-- Opening Marker --
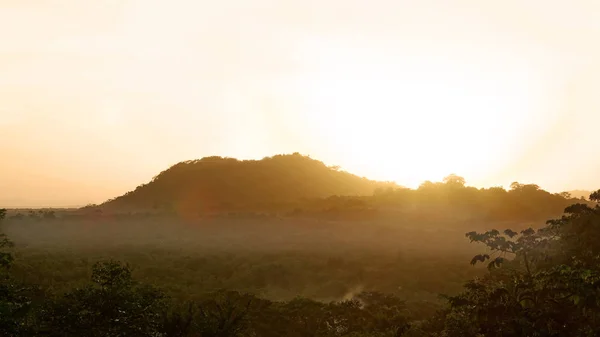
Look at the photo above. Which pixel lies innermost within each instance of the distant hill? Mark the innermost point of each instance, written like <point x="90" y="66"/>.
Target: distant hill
<point x="221" y="184"/>
<point x="580" y="193"/>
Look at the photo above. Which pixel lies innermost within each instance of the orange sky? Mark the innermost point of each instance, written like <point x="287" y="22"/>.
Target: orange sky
<point x="97" y="97"/>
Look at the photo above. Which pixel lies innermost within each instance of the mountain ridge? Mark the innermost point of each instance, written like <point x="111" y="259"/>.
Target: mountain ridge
<point x="214" y="184"/>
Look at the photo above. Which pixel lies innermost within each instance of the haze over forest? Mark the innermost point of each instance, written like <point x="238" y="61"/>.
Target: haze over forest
<point x="318" y="168"/>
<point x="97" y="97"/>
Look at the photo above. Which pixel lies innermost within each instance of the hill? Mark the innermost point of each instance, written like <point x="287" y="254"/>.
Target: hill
<point x="214" y="184"/>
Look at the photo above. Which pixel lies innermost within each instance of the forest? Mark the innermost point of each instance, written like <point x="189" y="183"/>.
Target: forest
<point x="287" y="246"/>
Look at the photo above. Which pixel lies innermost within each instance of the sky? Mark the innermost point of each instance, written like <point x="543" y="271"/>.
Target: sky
<point x="97" y="97"/>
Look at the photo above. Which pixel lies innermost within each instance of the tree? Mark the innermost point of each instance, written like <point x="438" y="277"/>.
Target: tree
<point x="112" y="305"/>
<point x="455" y="180"/>
<point x="543" y="282"/>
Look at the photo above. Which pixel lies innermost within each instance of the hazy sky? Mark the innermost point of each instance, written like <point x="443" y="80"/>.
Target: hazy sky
<point x="97" y="97"/>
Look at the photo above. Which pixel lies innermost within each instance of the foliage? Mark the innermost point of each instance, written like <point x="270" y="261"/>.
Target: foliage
<point x="113" y="305"/>
<point x="550" y="287"/>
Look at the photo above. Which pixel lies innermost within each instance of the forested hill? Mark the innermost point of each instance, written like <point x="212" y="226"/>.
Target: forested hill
<point x="221" y="184"/>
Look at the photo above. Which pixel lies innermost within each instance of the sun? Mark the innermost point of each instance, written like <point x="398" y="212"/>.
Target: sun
<point x="415" y="119"/>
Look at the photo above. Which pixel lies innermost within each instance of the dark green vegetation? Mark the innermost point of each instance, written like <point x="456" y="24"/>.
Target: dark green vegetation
<point x="314" y="265"/>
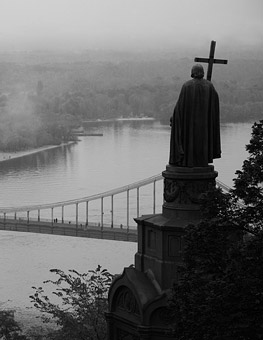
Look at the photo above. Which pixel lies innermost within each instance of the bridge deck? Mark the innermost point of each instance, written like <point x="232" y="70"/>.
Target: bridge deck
<point x="108" y="233"/>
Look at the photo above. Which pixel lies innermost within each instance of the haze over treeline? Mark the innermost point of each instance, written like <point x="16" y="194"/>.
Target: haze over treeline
<point x="65" y="61"/>
<point x="44" y="95"/>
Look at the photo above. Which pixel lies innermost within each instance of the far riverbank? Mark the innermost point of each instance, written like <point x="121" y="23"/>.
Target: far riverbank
<point x="7" y="156"/>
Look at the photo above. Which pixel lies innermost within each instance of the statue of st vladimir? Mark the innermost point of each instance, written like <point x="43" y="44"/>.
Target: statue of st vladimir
<point x="195" y="133"/>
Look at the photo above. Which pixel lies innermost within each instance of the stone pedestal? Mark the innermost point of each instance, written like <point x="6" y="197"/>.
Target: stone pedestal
<point x="138" y="298"/>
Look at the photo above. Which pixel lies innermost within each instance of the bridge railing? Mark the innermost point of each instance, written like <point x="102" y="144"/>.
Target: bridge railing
<point x="112" y="207"/>
<point x="132" y="198"/>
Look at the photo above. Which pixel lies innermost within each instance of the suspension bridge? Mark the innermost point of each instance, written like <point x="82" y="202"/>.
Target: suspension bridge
<point x="107" y="215"/>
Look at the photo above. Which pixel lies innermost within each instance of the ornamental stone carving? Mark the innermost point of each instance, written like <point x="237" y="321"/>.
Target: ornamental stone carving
<point x="185" y="192"/>
<point x="126" y="301"/>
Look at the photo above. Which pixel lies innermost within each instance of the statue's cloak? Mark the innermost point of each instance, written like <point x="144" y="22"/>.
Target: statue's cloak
<point x="195" y="134"/>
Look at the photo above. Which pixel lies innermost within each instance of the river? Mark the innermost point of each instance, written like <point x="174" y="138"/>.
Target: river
<point x="127" y="152"/>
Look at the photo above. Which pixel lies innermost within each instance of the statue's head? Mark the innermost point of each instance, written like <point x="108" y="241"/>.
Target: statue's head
<point x="197" y="71"/>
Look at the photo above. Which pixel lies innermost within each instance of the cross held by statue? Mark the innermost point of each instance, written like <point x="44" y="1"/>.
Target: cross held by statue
<point x="211" y="60"/>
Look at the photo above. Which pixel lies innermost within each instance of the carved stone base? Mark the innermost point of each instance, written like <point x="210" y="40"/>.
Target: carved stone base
<point x="138" y="308"/>
<point x="184" y="188"/>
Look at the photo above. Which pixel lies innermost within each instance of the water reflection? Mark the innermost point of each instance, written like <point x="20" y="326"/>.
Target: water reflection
<point x="128" y="151"/>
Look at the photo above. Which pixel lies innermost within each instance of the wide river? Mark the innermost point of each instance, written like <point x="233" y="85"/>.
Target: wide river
<point x="127" y="152"/>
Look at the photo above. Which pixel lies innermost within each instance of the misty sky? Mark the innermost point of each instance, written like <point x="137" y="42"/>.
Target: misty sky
<point x="124" y="24"/>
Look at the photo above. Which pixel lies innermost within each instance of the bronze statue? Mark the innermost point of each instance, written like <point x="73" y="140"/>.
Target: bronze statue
<point x="195" y="133"/>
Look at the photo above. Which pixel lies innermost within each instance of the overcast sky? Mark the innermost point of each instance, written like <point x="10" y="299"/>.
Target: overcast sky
<point x="66" y="24"/>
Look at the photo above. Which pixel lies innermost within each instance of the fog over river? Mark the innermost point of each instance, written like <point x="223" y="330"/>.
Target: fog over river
<point x="127" y="152"/>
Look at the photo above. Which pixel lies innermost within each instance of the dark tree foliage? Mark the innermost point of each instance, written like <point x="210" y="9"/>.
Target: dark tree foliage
<point x="248" y="185"/>
<point x="79" y="306"/>
<point x="220" y="292"/>
<point x="9" y="328"/>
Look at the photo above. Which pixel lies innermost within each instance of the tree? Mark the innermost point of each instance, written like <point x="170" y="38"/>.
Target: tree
<point x="219" y="294"/>
<point x="9" y="328"/>
<point x="81" y="303"/>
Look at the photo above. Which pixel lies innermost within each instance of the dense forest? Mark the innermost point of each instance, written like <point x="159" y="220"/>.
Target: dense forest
<point x="43" y="96"/>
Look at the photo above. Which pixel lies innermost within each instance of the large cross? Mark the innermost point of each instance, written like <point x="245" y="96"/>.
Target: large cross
<point x="211" y="60"/>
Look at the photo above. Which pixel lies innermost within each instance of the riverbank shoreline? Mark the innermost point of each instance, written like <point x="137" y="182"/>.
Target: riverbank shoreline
<point x="7" y="156"/>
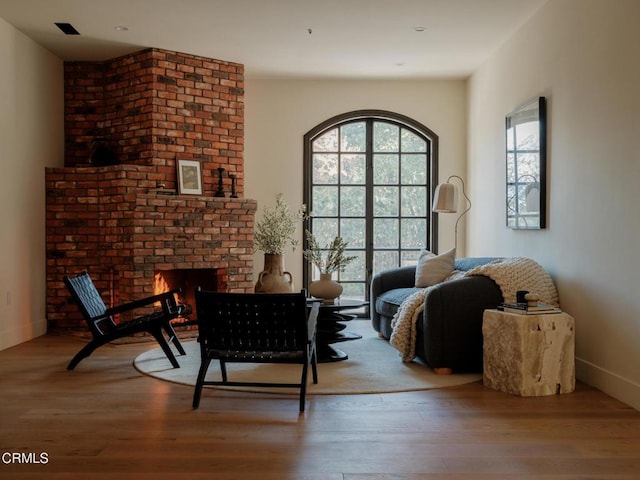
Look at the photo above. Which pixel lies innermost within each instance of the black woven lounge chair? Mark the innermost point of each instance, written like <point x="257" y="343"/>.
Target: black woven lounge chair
<point x="256" y="328"/>
<point x="104" y="329"/>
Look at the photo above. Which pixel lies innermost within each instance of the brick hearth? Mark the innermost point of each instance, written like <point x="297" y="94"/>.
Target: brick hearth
<point x="152" y="107"/>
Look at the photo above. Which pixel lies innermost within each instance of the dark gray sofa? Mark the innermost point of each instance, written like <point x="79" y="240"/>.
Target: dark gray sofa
<point x="450" y="328"/>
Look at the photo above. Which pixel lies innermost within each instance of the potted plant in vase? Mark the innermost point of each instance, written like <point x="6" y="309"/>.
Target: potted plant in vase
<point x="273" y="234"/>
<point x="335" y="260"/>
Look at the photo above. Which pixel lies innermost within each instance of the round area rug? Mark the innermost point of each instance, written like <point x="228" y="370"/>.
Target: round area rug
<point x="373" y="366"/>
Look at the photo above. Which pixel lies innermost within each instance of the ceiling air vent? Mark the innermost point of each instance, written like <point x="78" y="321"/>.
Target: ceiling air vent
<point x="67" y="28"/>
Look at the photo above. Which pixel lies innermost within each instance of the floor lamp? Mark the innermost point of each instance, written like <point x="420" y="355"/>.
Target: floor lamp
<point x="445" y="200"/>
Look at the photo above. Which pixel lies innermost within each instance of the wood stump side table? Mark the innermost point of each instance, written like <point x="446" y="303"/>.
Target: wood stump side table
<point x="529" y="355"/>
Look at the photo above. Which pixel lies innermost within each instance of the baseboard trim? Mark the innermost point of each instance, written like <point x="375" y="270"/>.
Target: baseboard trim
<point x="619" y="387"/>
<point x="16" y="333"/>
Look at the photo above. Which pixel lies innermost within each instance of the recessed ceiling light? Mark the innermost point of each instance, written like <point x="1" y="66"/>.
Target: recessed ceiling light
<point x="67" y="28"/>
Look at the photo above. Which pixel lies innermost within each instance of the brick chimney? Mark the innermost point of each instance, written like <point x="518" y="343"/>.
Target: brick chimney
<point x="113" y="209"/>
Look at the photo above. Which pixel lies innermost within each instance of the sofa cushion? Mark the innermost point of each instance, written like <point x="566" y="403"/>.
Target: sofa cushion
<point x="432" y="269"/>
<point x="387" y="304"/>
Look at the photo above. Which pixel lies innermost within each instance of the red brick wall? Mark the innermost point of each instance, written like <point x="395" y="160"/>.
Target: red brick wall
<point x="100" y="219"/>
<point x="154" y="107"/>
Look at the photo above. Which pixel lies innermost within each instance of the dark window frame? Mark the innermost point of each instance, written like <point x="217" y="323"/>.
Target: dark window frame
<point x="372" y="115"/>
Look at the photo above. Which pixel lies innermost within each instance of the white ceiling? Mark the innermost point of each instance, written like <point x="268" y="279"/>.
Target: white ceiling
<point x="284" y="38"/>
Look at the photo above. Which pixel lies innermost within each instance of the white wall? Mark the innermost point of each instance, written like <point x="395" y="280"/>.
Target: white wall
<point x="31" y="137"/>
<point x="583" y="56"/>
<point x="279" y="113"/>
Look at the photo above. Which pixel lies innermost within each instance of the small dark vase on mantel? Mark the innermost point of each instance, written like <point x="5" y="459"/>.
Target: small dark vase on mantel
<point x="220" y="191"/>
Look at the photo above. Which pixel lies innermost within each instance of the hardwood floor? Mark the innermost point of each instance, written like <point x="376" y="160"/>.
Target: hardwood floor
<point x="105" y="420"/>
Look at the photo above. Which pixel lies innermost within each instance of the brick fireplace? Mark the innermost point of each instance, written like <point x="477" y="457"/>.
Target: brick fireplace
<point x="122" y="220"/>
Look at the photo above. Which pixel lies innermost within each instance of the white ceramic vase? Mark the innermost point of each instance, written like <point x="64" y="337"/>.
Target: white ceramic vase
<point x="274" y="279"/>
<point x="326" y="289"/>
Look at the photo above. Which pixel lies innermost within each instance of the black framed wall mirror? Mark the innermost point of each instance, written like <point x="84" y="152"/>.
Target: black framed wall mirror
<point x="527" y="166"/>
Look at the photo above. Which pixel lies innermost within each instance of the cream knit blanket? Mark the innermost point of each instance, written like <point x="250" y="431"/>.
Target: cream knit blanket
<point x="510" y="274"/>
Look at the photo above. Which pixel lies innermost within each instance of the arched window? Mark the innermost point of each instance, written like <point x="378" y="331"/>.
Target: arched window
<point x="369" y="177"/>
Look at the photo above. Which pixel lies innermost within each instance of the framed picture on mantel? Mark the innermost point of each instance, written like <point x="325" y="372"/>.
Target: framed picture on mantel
<point x="189" y="177"/>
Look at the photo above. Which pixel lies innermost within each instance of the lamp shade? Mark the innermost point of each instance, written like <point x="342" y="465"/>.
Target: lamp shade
<point x="445" y="199"/>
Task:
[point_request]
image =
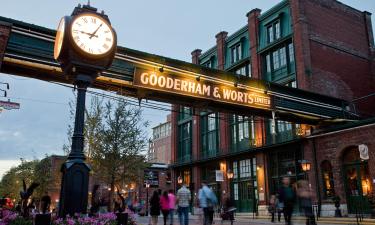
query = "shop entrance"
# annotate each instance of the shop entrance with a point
(357, 181)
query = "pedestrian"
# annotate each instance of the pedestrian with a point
(45, 203)
(304, 194)
(164, 203)
(287, 197)
(207, 201)
(279, 207)
(154, 208)
(272, 207)
(183, 201)
(172, 205)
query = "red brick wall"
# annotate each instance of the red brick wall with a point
(253, 29)
(333, 48)
(4, 35)
(332, 146)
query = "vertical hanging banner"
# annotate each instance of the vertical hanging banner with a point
(201, 88)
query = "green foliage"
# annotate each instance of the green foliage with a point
(11, 183)
(21, 221)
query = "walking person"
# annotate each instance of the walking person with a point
(287, 197)
(304, 194)
(207, 201)
(172, 205)
(279, 207)
(154, 208)
(164, 203)
(272, 207)
(183, 201)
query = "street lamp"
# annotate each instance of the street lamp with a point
(306, 166)
(147, 187)
(230, 175)
(179, 180)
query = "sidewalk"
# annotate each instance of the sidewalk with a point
(247, 219)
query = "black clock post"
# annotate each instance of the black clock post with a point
(82, 60)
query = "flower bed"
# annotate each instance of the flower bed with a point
(12, 218)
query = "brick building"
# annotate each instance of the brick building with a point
(159, 150)
(319, 46)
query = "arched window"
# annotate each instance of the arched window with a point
(328, 183)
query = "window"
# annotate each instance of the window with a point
(270, 34)
(282, 55)
(210, 135)
(236, 53)
(268, 62)
(235, 191)
(291, 52)
(276, 60)
(184, 145)
(273, 32)
(277, 30)
(244, 70)
(242, 132)
(185, 113)
(235, 174)
(328, 183)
-- Closing Marker --
__WHAT TO DO__: Starting at the line above that holds "haze over treeline?" and ending at the line that holds "the far riverbank?", transcribe each line exactly and include no other lines.

__EXERCISE ANSWER__:
Look at the photo above. Which pixel lies innermost within each instance of the haze over treeline? Mark the innermost point of each instance, written like <point x="16" y="194"/>.
Target: haze over treeline
<point x="65" y="61"/>
<point x="44" y="95"/>
Look at the photo above. Which pixel lies innermost within each instance of the far riverbank? Mark the innermost point of each instance, written like <point x="121" y="23"/>.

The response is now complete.